__PROBLEMA__: Edite os dados abaixo substituindo "pampas grass" por "tall grass" e reproduza todas as linhas sem nenhuma outra alteração.

__DADOS EXTRAÍDOS__:
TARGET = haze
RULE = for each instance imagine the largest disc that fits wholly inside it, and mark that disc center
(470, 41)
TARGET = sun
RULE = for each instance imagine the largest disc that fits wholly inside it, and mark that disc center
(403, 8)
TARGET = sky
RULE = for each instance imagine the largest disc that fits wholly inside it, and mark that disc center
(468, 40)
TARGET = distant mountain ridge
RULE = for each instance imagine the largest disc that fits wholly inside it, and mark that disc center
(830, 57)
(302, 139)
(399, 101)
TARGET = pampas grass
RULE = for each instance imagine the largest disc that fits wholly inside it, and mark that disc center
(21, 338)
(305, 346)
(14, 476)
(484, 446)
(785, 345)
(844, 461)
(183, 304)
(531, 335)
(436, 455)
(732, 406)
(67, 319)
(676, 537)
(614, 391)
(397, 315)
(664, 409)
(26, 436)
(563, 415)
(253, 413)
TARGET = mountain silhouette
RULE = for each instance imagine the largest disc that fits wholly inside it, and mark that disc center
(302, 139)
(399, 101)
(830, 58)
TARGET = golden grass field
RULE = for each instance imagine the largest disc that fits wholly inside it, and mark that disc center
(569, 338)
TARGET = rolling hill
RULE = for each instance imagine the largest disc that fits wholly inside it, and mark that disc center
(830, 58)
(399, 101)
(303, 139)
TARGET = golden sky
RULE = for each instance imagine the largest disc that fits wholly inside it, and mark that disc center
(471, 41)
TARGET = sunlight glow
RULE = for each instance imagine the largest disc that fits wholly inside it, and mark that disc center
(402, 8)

__SOLUÇÃO DA TAREFA__:
TARGET = haze
RULE = for each instance imagine the largest disc that fits wholly inside it, and mark that disc center
(470, 41)
TARGET = sun
RULE = for each instance imagine the largest disc that fits wholly inside it, and mark that disc center
(403, 8)
TARGET = sky
RULE = for each instance imagine the largest disc that fits wholly inside it, and mark that disc center
(468, 40)
TARGET = distant mountain ridge
RULE = for each instance imagine the largest disc that fits wholly inside it, and mark that disc center
(830, 57)
(302, 139)
(399, 101)
TARGET = tall grass
RULE = for each instance imagine the largest disc that fits wholly inside it, and mark that disc center
(21, 338)
(305, 346)
(14, 476)
(484, 446)
(785, 345)
(844, 461)
(183, 304)
(531, 335)
(436, 455)
(732, 406)
(67, 319)
(676, 537)
(614, 391)
(397, 315)
(664, 409)
(26, 436)
(563, 415)
(253, 413)
TARGET = mountain silhouette
RULE = for each instance imagine the largest disc that fits wholly inside it, and mark that disc center
(302, 139)
(399, 101)
(830, 58)
TARGET = golden grass field
RULE = for each instance imagine the largest disc that fits wholly inside it, and mark that disc center
(569, 338)
TARGET = rolling hill
RULE = for each instance imagine the largest disc that fits wholly inside it, and mark that disc center
(830, 58)
(399, 101)
(303, 139)
TARGET = golden sky
RULE = for each instance imagine the largest disc that fits wholly inside it, and mark that disc center
(471, 41)
TARGET = sunlight glow
RULE = for each instance imagine the largest disc that fits wholly inside it, and mark that disc center
(402, 8)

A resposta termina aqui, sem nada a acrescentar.